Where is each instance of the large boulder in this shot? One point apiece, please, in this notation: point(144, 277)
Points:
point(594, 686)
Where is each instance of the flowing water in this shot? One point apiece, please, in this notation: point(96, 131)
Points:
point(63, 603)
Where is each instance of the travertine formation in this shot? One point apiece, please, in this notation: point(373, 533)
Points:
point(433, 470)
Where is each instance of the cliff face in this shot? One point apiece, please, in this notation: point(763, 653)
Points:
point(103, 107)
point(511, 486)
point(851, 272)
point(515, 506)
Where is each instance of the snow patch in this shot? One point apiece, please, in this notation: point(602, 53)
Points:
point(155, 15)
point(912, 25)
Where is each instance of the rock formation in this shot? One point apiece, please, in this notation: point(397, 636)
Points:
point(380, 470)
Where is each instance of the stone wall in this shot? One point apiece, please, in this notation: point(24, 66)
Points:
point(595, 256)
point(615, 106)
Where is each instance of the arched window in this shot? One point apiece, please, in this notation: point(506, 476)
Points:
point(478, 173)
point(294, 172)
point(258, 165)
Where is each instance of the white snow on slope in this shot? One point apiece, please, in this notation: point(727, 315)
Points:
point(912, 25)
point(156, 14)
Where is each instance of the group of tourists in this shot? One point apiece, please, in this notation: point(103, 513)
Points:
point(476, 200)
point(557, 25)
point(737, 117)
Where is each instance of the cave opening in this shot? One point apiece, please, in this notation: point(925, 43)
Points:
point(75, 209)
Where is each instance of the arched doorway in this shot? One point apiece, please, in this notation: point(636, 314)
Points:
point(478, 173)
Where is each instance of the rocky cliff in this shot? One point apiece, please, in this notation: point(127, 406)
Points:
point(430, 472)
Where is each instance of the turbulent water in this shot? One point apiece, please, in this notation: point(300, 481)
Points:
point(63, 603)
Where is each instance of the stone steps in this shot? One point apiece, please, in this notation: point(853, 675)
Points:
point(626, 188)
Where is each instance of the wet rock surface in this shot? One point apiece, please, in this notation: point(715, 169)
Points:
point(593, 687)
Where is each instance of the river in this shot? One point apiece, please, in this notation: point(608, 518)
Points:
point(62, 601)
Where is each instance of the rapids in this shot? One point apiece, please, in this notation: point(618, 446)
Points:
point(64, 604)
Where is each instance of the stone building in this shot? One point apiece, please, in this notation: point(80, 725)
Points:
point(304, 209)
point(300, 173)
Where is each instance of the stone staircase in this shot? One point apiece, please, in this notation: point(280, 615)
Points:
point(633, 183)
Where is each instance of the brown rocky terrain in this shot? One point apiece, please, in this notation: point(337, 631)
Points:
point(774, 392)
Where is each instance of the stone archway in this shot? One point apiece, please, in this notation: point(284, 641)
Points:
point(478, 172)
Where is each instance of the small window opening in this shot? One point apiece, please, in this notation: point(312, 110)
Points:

++++++

#### YOUR OBJECTIVE:
Print the records again, exactly as they stand above.

#### ANSWER SECTION:
Where is each instance of the large boulder in this shot? One point apiece, please, in this notation: point(144, 277)
Points:
point(594, 686)
Where is each instance of the flowing water in this shot? One point apiece, please, in this notation: point(96, 131)
Points:
point(63, 603)
Where is each instance of the travertine formation in this shot? One point apiece, please, in this notation: point(373, 533)
Points:
point(433, 470)
Where is each instance of the cliff face in this shot? One point apiece, please, in this notation: point(763, 653)
Points:
point(103, 107)
point(511, 486)
point(851, 272)
point(515, 506)
Where is each instance of the snow patch in this shot? One point apiece, please, in this notation: point(602, 53)
Points:
point(155, 15)
point(912, 25)
Where is each instance of the rock formation in this shot? One point apiece, please, in this notation: point(397, 636)
Points:
point(380, 470)
Where is each instance of the stone wall in this shot? One point apiece, please, in this notation: point(24, 66)
Points:
point(595, 256)
point(615, 106)
Where is each instance of the arched window in this shot? One point apiece, please, in this notation: point(506, 476)
Points:
point(478, 173)
point(294, 172)
point(258, 165)
Where is each instance of the white snow on slope in this shot? One point apiece, please, in this notation: point(727, 315)
Points:
point(912, 25)
point(156, 14)
Where is each instance of the group of tourists in this shot? One point apiece, please, in this notation: point(103, 513)
Points:
point(476, 200)
point(557, 25)
point(737, 117)
Where is each instance of the cave opening in this shot? One point apiece, please, in this notation: point(925, 43)
Points:
point(75, 209)
Where is each instance of the arched doorway in this shot? One point apiece, please, in this notation: point(636, 314)
Points:
point(478, 173)
Where is each instance of the rocky cliff in this shot? One point apiece, please, in this notation: point(127, 406)
Points:
point(430, 472)
Where is each instance of the turbulent water in this shot? One point apiece, please, in this notation: point(300, 481)
Points:
point(63, 603)
Where is each instance of the stone steps in this shot? One point apiece, please, in this notation: point(853, 675)
Points:
point(626, 188)
Where is each instance of the wet rock surface in this shot? One point apiece, please, in this notation: point(715, 169)
Points:
point(593, 687)
Where is each instance of the river in this shot? One point apiece, please, in this notation: point(608, 518)
Points:
point(62, 601)
Where is each instance of the rapids in this shot? One point apiece, please, in this notation: point(618, 446)
Points:
point(64, 604)
Where is each instance of the stone building in this shot? One point apiece, please, in this notation: point(80, 725)
Points:
point(304, 209)
point(300, 173)
Where is each instance of the stone staircase in this shot? One point apiece, please, in this notation: point(280, 615)
Points:
point(633, 183)
Where is each instance of the brown rocky terrain in this shot? One point apiece, please, in this notation: point(337, 631)
Points:
point(774, 392)
Where is each instance of the stone archway in this shot? One point apiece, please, in this notation: point(284, 641)
Points:
point(478, 172)
Where is each instance of the small window opening in this shot? One point apiece, please, in this notation: point(312, 110)
Points:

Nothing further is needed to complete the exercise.